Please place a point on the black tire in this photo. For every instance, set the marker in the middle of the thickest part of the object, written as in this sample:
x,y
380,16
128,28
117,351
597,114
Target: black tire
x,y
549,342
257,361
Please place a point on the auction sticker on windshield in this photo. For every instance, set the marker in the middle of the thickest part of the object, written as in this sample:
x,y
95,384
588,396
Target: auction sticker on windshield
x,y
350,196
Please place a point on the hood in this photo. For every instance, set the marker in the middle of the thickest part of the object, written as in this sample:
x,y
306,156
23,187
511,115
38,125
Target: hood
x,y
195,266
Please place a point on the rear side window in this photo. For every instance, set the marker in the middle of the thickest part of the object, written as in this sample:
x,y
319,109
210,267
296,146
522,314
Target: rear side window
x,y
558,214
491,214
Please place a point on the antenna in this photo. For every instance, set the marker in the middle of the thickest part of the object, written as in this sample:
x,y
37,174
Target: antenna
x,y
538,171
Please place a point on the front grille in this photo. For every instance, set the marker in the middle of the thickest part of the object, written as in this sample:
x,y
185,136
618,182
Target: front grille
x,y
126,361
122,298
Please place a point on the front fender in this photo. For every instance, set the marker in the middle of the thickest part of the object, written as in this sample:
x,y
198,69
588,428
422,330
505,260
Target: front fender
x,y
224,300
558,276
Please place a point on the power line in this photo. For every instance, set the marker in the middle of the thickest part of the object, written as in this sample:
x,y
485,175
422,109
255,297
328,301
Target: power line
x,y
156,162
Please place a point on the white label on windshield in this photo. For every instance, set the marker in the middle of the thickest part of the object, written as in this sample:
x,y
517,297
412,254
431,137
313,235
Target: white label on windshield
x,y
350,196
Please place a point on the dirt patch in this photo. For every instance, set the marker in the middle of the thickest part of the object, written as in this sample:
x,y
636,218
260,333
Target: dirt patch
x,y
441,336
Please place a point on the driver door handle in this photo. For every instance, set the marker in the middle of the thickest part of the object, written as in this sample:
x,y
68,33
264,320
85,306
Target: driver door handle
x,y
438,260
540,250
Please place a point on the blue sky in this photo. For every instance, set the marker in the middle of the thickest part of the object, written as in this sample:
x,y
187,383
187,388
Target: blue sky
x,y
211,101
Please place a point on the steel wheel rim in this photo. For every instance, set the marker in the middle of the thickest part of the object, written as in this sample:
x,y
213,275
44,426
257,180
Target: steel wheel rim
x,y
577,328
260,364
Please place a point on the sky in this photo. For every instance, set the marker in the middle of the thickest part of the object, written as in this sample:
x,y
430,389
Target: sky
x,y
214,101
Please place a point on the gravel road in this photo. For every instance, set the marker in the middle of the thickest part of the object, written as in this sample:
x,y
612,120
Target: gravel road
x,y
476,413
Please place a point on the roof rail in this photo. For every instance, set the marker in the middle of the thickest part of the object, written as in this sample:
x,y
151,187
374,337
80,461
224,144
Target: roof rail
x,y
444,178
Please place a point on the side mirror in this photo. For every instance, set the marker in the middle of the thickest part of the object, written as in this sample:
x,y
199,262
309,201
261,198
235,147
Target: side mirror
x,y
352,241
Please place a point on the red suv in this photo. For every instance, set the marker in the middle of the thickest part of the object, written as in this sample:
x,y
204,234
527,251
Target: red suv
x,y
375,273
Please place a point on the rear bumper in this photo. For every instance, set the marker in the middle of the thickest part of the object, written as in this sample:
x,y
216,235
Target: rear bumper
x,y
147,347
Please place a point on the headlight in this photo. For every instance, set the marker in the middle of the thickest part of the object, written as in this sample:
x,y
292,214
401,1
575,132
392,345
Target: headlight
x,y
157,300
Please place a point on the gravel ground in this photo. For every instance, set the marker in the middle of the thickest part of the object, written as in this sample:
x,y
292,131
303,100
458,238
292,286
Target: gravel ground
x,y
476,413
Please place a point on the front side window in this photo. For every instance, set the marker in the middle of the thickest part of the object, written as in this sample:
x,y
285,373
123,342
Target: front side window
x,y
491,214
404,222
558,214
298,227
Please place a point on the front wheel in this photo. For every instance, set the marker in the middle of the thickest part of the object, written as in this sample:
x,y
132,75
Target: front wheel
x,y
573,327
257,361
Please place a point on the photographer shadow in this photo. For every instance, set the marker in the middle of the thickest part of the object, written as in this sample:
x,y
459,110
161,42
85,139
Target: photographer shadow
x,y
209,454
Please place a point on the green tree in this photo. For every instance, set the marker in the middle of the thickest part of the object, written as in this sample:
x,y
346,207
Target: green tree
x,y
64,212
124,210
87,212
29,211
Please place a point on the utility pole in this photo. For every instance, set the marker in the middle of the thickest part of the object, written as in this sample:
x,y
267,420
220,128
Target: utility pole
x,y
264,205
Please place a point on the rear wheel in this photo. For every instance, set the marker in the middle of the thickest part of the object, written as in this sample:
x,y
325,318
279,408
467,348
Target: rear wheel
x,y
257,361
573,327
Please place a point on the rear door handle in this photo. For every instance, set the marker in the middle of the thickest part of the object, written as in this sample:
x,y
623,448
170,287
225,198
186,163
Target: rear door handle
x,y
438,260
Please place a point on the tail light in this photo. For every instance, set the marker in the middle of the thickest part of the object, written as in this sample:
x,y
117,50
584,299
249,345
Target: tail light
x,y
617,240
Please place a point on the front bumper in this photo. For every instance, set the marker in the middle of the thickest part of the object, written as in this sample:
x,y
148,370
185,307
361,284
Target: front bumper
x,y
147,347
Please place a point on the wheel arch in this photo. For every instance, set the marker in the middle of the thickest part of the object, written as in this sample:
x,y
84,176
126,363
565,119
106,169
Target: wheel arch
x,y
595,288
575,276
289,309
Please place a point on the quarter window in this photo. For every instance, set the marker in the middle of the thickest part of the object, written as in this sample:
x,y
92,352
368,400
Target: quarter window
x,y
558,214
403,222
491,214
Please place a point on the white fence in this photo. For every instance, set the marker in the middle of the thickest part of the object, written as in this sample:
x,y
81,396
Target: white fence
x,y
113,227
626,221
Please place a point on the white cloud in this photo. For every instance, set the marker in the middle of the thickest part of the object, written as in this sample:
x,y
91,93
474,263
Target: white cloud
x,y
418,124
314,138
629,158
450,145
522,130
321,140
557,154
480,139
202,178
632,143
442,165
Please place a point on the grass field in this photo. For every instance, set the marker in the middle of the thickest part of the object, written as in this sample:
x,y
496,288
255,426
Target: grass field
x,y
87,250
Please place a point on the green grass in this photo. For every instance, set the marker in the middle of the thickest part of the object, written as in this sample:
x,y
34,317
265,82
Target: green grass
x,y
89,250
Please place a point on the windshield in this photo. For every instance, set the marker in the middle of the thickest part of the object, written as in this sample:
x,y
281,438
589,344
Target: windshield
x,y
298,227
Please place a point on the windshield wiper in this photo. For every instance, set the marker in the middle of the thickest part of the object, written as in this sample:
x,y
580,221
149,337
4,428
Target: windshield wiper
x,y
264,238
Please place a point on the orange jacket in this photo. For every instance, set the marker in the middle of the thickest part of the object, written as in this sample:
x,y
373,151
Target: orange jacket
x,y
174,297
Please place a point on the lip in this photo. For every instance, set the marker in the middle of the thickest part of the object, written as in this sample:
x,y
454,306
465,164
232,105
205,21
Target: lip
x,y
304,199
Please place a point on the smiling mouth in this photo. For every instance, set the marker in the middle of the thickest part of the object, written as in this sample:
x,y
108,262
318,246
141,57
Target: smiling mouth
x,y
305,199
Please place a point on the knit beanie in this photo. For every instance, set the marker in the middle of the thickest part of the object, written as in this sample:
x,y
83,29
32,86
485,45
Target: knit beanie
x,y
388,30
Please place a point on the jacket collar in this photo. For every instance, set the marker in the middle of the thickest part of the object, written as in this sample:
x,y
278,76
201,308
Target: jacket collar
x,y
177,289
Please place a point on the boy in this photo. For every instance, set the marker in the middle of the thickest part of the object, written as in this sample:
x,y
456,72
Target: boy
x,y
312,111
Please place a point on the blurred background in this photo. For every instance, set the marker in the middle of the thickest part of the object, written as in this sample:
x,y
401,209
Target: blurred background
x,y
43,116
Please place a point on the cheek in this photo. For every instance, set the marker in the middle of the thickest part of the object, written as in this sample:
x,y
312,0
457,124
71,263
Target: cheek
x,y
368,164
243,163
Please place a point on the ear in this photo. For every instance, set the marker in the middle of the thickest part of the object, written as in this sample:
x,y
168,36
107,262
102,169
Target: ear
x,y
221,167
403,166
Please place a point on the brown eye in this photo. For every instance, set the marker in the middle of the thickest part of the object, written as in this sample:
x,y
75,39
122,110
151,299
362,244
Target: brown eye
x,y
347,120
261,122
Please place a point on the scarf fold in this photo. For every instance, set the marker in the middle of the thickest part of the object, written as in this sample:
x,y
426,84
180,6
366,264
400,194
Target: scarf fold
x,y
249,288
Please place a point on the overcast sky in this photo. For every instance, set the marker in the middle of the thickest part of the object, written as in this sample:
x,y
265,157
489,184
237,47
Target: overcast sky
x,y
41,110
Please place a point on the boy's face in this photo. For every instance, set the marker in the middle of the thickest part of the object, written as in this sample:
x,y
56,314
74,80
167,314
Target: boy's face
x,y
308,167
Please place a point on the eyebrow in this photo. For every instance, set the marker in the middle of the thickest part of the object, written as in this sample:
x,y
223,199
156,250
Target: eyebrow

## Goal:
Can you repeat the rows from the line containing "Please place a point on the boy's" through the end of the rows, substituting "eyelash" for "eyebrow" and leaving everything else unchanged?

## Full output:
Please place a point on the boy's face in this photo. For every instance, set the marker in the middle of the thickest part of the object, written as in this sample:
x,y
56,314
74,80
167,314
Target: boy's face
x,y
308,167
Please place a point on the eyelash in this photo. For every instance, set the marker in the middle of the thickest part of the object, written as in this sample:
x,y
223,199
156,250
Target: eyelash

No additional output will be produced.